SHORT EXERCISE 1
Please reproduce only the records from the line holding "horse's neck => bbox" through the end of the records, inclusive, swapping "circular logo emblem" for "round logo emblem" and leaving everything else untouched.

TEXT EXTRACT
+---+
Knowledge Bases
Knowledge bases provide context for better extraction
Upload reference documents so the AI can use them to improve accuracy and understand your specific terminology.
Get started in 3 steps
Create a knowledge base
Go to Knowledge Bases in the sidebar, click New Knowledge Base, and give it a name.
Upload reference documents
Add PDFs, TXT, or Markdown files with your reference materials (price lists, catalogs, terminology guides).
Test the knowledge base by chatting with it
Open the knowledge base and use the chat interface to ask questions and verify it's working correctly.
To use your knowledge base with extraction prompts, select it in the prompt editor. The AI will automatically use it when processing documents.
What are Knowledge Bases?
Knowledge bases are collections of reference documents that help the AI understand your specific terminology, rules, and context. They use RAG (Retrieval-Augmented Generation) to find relevant information and include it in the AI’s context.
- Better accuracy: AI uses your reference materials to improve extraction
- Industry terminology: Teach the AI specific terms used in your business
- Reference data: Provide price lists, SKU catalogs, vendor IDs, or guidelines
- Chat agents: Use knowledge bases as the backend for chat agents so users can ask questions over your documents
Configuration Settings
When creating a knowledge base, you can configure how documents are indexed and searched. Some settings are immutable after creation (you’ll need to create a new KB to change them), while others can be updated anytime.
+---+
SHORT EXERCISE 2
Pick up the knowledge bases text at the point where it stops and keep writing it.

MATERIAL
+---+
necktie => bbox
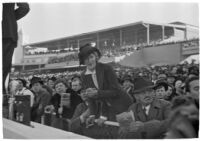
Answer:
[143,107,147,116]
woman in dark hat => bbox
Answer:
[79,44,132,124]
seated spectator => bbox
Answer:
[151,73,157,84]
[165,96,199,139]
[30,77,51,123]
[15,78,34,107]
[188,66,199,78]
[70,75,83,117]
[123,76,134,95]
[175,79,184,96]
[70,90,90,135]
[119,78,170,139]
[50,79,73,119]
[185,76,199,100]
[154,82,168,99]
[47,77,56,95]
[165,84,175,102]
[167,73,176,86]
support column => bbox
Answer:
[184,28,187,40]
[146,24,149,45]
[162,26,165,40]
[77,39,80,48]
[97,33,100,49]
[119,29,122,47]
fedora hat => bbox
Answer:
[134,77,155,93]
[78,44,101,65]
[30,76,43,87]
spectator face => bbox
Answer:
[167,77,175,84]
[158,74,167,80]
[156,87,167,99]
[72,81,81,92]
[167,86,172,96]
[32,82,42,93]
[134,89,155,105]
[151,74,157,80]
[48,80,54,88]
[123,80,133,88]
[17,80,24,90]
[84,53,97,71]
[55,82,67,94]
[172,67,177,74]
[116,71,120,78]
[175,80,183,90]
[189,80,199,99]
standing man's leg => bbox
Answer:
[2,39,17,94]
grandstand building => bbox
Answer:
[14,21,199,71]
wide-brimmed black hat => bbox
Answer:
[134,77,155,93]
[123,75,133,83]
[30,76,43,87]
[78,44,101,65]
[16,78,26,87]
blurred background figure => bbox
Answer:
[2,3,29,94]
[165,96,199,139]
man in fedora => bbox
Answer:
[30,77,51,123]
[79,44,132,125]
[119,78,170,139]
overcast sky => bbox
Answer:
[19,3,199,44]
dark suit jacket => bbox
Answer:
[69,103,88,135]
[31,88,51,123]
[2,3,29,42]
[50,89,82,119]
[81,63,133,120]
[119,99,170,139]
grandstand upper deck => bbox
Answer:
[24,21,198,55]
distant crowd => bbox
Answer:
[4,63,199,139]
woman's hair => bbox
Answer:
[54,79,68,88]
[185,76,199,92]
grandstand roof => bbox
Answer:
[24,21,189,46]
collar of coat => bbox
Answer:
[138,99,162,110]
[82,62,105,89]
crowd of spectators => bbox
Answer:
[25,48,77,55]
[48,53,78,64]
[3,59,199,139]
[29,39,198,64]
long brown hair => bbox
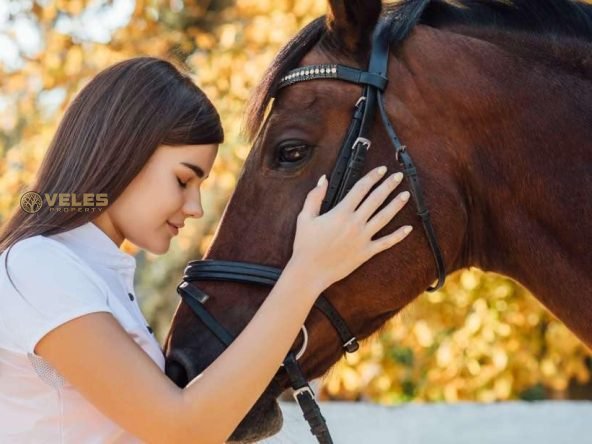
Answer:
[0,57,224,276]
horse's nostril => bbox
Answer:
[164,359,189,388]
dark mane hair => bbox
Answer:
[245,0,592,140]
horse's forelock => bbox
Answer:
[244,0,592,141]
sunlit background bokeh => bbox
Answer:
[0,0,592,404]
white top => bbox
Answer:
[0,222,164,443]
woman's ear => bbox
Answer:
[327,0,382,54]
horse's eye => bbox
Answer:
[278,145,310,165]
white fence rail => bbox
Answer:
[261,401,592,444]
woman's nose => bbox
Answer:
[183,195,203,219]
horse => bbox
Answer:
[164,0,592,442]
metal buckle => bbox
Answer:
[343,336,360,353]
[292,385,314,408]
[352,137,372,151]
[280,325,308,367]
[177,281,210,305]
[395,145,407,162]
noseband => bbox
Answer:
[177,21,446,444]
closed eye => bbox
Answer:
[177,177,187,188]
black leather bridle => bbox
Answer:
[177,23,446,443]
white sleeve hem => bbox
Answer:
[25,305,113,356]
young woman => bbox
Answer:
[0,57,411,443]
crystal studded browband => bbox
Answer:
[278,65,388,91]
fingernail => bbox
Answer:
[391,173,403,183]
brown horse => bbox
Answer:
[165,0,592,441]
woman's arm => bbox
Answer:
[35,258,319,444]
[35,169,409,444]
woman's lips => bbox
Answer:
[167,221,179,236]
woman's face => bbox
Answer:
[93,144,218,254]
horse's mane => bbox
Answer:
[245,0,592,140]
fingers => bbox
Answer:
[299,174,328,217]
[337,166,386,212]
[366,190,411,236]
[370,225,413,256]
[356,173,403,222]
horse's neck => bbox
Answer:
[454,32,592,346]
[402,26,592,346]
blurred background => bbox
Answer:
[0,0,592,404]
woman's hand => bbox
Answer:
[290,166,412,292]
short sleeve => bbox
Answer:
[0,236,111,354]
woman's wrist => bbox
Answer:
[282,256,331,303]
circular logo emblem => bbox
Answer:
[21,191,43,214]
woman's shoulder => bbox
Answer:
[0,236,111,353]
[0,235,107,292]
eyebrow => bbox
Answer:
+---+
WRITTEN ANSWER 1
horse's neck => bbox
Answer:
[454,32,592,346]
[402,26,592,346]
blurred background => bbox
Answer:
[0,0,592,404]
woman's hand => bbox
Answer:
[290,166,412,292]
short sleeve => bbox
Answer:
[0,236,111,354]
woman's wrist => bbox
Answer:
[282,256,331,303]
round logo emblem => bbox
Answer:
[21,191,43,214]
woman's shoulder => bbox
Answer:
[0,236,111,353]
[0,235,107,292]
eyebrow => bbox
Answer:

WRITTEN ANSWER 2
Basic Settings
- Name (required) — A descriptive name for your knowledge base
- Description (optional) — Additional context about the knowledge base’s purpose
- Tags (optional) — Document tags that automatically index documents into this knowledge base
Indexing Configuration (Immutable)
These settings determine how documents are split into chunks and embedded. They cannot be changed after creation — create a new knowledge base if you need different settings.
Chunker Type
How documents are split into chunks:
- recursive (default) — Smart splitting that respects document structure
- token — Split by token count
- word — Split by word boundaries
- sentence — Split by sentence boundaries
Chunk Size
Default: 512 tokens
Range: 50-2000 tokens. Larger chunks preserve more context but may be less precise for retrieval.
Chunk Overlap
Default: 128 tokens
Range: 0 to (chunk_size - 1). Overlap helps preserve context across chunk boundaries.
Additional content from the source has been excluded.